> [Document section]:

§

Plotting Data with Microsoft Excel

[S & E web pages]

Here is an example of an attempt to plot parametric data in a scientifically meaningful way, using Microsoft Excel.  This example describes an experience using the Office X version for Macintosh.  The details may change with different versions, but the principle stays the same – the author must control the appearance of all aspects of the figure.  We cannot count on programmers to have correctly guessed our intended use of the application.

If you find that it is just too awkward to prepare a proper figure using a computer program, then do it by hand.  If you use a hand drawn graph do keep in mind its purpose.  If it is to be a working document, not to be presented or published, then you may want to make it as large as you can, ignoring margins, for maximum accuracy.  For a paper or presentation, just keep the figure well within the margins of your sheet of graph paper, since the purpose is to illustrate the result, not to use the graph as a working document.  You don't need to fill up all available space.  If you submit a manuscript for publication or conduct a formal presentation, then you will probably have to prepare a computer generated figure.

Program default

Table 1 represents measurements of heights of tree seedlings as they were allowed to grow.  If you haven't much experience plotting with Excel you might want to open a new spreadsheet, enter the data, and follow along with the example.  The data were entered into an Excel spreadsheet in columns in the same order as they appear in the table, with time (the independent variable) listed in the first column. 

Table 1.  Time course of growth of seedlings of three common North American tree species.  Measurements are height of seedling in centimeters. 

Time (days)

Acer palmatum

Quercus rubra

Morus alba

0

1

1.5

1

2

1.5

2

2.2

4
2.2
2.7
3.7
6
3.2
3.2
5.4
8
4.3
3.5
7
12
5.2
3.7
8.7
16
5.6
3.8
10.3

20

6.3

4.8

16

After selecting all of the data, including the headings, punch the plot icon and then just hit the NEXT buttons and then the finish buttons.  Figure 1 shows what might come of it.  Obviously, you must make some choices right from the beginning.

A lot of things are wrong with figure 1. The most grievous error is that the independent variable was not recognized as such. All data were plotted versus row number, which is the program default for column, bar, and line charts.  The plot type is not appropriate either.  Column type graphs are best used for independent variables in the form of categories.  To show a relationship between continuous variables such as height versus time, one would typically use a line graph or a scatter plot with trend lines.

If you want to see just how inappropriate (even bizarre) some plot types are for these kinds of data, try making a "Doughnut," "Radar," or "Surface" chart with the same data.

Fig. 1.  First attempt at plotting a time course of seedling growth using Microsoft Excel.

Select a graph type

Now try selecting a line graph, then go to the finish without choosing other options.

Fig. 2.  Attempt at using a line graph.

Obviously, the phrase "line graph" means something different, to the Microsoft Excel programmers, than it does to most of the rest of us.  When you choose line graph in Excel, the program still treats the independent variable as a set of categories.  Time is a continuous variable, so the x axis should go from zero to twenty days.  In fact, time itself is treated as a dependent variable.

Try a scatter plot

Select the category "XY (Scatter)" and go with the defaults.

Fig. 3.  Table 1 data as a scatter plot, default settings.

Aha!  It seems that if you want the x axis to represent a continuous variable, you must select a scatter plot.  Notice that this plot type recognizes the first column of data as the dependent variable.

§

> [Given problem A]: Please count the lines in the records that contain the string "segment", and reply with the number alone.
The Excel plotting page and the records have nothing to do with each other.

§

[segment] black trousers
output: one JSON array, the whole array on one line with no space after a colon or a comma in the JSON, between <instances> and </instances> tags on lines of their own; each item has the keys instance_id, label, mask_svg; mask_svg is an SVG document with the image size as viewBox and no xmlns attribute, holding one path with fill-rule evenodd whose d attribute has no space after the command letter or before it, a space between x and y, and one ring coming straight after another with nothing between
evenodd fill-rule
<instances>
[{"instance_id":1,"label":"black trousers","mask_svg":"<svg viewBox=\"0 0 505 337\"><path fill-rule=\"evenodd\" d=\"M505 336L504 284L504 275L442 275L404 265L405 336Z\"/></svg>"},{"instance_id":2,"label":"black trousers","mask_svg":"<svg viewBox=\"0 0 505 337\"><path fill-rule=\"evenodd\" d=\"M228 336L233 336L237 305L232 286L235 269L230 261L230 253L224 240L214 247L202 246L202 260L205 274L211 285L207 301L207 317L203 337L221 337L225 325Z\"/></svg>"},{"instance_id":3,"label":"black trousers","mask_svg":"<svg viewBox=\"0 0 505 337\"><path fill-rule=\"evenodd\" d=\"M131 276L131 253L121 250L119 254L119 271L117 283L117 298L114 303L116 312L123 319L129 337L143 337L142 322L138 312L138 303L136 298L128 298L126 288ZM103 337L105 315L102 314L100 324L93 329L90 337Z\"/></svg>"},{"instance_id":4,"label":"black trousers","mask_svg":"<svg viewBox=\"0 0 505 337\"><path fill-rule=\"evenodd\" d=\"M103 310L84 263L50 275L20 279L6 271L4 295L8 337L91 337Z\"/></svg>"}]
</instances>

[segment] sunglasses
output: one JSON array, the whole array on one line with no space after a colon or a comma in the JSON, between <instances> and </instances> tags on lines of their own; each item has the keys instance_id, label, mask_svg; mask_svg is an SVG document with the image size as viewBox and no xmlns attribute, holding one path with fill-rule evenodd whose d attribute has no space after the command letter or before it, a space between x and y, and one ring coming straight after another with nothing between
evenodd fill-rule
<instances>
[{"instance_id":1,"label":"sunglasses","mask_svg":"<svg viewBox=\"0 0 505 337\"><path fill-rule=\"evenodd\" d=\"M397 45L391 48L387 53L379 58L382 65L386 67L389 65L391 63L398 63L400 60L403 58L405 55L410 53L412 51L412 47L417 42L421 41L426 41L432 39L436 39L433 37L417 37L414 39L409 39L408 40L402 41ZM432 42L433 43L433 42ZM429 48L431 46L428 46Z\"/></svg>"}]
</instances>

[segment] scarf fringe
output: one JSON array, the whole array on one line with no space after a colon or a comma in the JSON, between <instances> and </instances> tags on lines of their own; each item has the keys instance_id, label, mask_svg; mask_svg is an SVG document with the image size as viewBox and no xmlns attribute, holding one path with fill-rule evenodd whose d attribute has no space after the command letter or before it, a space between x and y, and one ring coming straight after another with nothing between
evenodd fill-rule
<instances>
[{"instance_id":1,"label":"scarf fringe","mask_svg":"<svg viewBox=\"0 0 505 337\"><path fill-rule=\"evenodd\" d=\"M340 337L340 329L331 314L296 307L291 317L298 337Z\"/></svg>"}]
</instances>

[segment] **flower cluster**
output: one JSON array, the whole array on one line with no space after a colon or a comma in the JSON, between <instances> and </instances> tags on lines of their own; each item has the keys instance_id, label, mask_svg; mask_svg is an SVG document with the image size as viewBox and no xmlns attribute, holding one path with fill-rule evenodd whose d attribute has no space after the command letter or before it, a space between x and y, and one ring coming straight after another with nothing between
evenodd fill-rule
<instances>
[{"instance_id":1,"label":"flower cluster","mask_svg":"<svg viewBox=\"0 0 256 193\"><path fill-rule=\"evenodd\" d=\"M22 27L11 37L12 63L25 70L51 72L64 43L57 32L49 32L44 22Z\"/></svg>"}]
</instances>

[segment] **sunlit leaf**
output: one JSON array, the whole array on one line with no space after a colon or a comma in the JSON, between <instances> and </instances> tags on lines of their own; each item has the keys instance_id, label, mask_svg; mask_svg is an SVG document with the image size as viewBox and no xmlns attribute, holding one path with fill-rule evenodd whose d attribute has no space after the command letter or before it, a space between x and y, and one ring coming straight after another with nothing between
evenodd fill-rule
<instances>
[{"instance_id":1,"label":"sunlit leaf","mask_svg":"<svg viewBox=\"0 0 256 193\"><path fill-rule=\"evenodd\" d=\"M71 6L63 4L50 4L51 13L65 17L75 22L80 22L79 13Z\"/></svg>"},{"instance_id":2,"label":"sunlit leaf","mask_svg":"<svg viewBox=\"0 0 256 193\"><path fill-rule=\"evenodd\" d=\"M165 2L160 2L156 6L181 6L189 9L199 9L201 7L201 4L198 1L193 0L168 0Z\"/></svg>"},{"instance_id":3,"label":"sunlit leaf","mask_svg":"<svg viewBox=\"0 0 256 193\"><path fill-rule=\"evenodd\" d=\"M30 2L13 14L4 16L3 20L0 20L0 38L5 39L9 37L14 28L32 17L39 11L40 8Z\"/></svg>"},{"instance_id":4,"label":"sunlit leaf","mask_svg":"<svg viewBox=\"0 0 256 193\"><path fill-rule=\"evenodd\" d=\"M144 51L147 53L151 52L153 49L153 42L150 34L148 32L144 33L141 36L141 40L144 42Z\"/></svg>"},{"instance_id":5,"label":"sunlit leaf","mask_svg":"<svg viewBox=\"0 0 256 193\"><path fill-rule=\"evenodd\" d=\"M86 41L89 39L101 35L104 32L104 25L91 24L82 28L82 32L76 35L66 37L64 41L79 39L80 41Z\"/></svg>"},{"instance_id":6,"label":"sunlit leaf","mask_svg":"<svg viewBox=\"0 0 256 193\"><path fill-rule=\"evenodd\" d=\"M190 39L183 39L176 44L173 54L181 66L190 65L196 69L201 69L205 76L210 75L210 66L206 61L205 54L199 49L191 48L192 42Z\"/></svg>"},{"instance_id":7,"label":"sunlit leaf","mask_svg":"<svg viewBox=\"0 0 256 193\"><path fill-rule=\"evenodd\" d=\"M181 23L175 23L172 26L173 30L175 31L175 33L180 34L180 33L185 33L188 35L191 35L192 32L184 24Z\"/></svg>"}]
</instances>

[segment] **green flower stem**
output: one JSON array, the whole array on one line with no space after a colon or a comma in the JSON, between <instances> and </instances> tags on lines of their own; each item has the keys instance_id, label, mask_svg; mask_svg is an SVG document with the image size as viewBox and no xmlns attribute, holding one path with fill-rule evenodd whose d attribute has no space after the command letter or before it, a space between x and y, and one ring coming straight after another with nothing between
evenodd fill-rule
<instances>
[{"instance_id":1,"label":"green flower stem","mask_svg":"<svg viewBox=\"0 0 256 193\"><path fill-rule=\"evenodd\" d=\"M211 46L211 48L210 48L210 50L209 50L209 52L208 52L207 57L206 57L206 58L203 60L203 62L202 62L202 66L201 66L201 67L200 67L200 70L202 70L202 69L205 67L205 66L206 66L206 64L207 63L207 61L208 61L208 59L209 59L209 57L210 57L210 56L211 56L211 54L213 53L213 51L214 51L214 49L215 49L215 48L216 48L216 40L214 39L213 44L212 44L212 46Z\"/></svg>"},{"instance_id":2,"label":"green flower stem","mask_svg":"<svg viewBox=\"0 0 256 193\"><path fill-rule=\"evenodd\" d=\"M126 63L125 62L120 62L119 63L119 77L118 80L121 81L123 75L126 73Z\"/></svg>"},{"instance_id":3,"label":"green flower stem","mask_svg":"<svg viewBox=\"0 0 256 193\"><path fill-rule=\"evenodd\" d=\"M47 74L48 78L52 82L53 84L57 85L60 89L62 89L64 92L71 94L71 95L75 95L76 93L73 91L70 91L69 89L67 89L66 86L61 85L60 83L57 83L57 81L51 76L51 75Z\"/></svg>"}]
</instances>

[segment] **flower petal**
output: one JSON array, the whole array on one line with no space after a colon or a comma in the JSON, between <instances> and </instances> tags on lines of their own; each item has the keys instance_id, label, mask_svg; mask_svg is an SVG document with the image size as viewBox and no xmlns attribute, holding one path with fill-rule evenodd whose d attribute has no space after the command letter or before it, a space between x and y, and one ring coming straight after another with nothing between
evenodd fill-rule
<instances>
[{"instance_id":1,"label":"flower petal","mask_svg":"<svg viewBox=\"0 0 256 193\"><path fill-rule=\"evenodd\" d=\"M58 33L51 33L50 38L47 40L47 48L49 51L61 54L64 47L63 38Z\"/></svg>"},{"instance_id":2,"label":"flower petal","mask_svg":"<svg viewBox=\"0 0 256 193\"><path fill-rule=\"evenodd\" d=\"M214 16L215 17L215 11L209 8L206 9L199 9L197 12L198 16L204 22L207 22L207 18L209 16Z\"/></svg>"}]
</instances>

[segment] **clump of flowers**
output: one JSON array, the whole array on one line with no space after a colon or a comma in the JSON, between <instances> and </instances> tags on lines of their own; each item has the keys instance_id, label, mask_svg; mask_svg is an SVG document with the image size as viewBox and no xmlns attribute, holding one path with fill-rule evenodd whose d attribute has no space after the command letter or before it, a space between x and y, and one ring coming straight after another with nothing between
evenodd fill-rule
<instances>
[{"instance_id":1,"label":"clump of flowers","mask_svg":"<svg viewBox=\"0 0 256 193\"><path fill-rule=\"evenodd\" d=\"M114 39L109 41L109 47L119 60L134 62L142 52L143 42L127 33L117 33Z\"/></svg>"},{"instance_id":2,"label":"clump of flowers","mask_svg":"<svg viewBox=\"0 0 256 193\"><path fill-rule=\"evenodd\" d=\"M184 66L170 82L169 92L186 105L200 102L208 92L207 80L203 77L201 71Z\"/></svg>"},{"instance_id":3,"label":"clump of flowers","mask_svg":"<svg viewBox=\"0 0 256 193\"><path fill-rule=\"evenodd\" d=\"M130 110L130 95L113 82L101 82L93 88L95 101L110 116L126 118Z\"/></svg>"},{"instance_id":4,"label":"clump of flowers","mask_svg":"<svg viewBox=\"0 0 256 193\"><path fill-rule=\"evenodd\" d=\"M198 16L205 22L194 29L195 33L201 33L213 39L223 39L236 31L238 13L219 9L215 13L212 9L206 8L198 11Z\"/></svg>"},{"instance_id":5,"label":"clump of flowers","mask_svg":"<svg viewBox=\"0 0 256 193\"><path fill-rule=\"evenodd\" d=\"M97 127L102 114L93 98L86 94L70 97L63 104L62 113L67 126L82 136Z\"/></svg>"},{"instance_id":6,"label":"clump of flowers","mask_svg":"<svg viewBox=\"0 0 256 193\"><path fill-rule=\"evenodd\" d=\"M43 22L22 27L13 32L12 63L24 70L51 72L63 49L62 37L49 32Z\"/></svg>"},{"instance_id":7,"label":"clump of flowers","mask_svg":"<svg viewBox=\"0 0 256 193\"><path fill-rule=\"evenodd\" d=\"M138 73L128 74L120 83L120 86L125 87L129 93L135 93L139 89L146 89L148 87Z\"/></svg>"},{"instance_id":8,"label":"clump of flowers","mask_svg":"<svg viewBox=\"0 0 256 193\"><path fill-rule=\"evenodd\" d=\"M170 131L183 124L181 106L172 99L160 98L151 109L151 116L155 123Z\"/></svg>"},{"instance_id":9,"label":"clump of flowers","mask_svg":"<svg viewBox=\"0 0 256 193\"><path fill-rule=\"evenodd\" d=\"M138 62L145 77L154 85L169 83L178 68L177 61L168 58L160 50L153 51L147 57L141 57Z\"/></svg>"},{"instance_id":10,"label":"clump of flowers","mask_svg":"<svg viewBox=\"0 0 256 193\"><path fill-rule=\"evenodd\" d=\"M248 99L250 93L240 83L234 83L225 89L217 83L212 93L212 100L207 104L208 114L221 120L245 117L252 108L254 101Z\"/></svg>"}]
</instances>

§

> [Given problem B]: On the Excel plotting page, which chart type must be selected for the x axis to represent a continuous variable?

> [Solution A]: 8

> [Solution B]: A scatter plot ("XY (Scatter)").